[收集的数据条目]
***
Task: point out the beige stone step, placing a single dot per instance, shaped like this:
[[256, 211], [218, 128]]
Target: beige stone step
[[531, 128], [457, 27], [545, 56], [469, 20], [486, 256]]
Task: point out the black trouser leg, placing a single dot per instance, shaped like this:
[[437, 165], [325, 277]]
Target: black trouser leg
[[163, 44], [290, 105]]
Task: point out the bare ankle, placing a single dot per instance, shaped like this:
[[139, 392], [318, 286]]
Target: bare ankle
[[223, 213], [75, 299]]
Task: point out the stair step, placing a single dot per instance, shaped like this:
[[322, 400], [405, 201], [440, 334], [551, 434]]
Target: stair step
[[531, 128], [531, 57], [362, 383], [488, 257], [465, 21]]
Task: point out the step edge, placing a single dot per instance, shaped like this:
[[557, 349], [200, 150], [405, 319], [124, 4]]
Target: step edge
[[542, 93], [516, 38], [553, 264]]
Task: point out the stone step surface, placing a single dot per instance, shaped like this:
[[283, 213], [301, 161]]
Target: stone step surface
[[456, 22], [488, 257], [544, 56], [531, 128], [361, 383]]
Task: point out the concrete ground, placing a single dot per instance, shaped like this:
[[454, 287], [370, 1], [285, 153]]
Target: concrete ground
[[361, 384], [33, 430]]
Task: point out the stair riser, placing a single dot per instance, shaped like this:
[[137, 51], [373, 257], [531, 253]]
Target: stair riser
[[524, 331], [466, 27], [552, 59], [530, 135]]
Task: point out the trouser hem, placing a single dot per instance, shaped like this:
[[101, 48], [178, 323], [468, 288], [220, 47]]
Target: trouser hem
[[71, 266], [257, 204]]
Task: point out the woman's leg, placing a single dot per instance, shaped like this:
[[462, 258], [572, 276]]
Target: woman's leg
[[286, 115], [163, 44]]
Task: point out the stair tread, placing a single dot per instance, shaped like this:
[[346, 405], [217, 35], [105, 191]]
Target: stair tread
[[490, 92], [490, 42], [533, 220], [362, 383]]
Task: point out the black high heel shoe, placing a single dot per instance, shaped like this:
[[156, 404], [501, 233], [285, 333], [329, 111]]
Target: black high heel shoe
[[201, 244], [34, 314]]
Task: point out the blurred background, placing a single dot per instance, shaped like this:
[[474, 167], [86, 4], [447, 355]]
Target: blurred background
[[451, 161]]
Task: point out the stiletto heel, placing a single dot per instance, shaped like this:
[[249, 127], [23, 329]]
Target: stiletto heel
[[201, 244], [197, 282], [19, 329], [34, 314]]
***
* [练习目的] 把以上所有条目逐行照抄一遍，一字不改。

* [完成结果]
Task: point out the beige stone step, placing a single dot per instance, shaped like this:
[[256, 211], [218, 128]]
Target: beige stone step
[[531, 128], [457, 27], [545, 56], [469, 20], [486, 256]]
Task: point out the black trouser leg, placing a single dot per instance, shaped like this:
[[437, 165], [325, 277]]
Target: black trouser leg
[[163, 44], [290, 105]]
Task: point out the bare ankle, placing a single dot per instance, shaped like this:
[[139, 392], [318, 286]]
Target: bare ankle
[[223, 213], [75, 299]]
Task: point out the stair step, placing a single dot per instance, shaped like this:
[[322, 400], [405, 201], [440, 334], [551, 434]]
Target: stair step
[[531, 128], [531, 57], [362, 383], [488, 257], [465, 21]]
Task: point out the step edge, placing a single dot per instance, shaped like this:
[[557, 349], [200, 150], [405, 319], [124, 4]]
Target: step edge
[[542, 93], [516, 38], [553, 264]]
Task: point out the stone step surface, placing a single dot per instance, shaped like this:
[[283, 213], [301, 161]]
Target: stone step surface
[[456, 22], [488, 257], [544, 56], [531, 128], [361, 383]]
Task: point out the concrete ground, placing a single dot per instance, shaped like this:
[[454, 287], [370, 1], [285, 153]]
Target: concrete ground
[[361, 384], [33, 430]]
Task: point out the stair riser, placing a single dot per instance, shaped like this:
[[137, 51], [373, 257], [531, 253]]
Target: stair riser
[[524, 331], [466, 27], [552, 59], [530, 135]]
Task: point out the trouser hem, placing a single dot per instance, shaped like this:
[[101, 48], [178, 323], [468, 288], [220, 47]]
Target: trouser hem
[[71, 266], [257, 204]]
Task: point out the woman's leg, placing a single dot per instance, shaped like this:
[[462, 258], [572, 276]]
Target: woman's leg
[[286, 115], [163, 44]]
Task: point out the stair tread, placing a single dot per instance, shaped like this:
[[346, 405], [217, 35], [105, 191]]
Target: stair tread
[[490, 92], [490, 42], [533, 220], [362, 383]]
Task: point out the black high heel shoe, placing a single dot per instance, shaped like this:
[[156, 404], [501, 233], [285, 333], [329, 111]]
Target: black high heel shoe
[[201, 244], [34, 314]]
Task: point out the blurred background, placing a single dot per instance, shaped like this:
[[474, 167], [86, 4], [447, 355]]
Target: blurred background
[[451, 161]]
Task: point out the stiletto heel, placing a single dot per instance, shaped like this:
[[249, 127], [23, 329]]
Target: stiletto heel
[[201, 244], [197, 282], [19, 329], [34, 314]]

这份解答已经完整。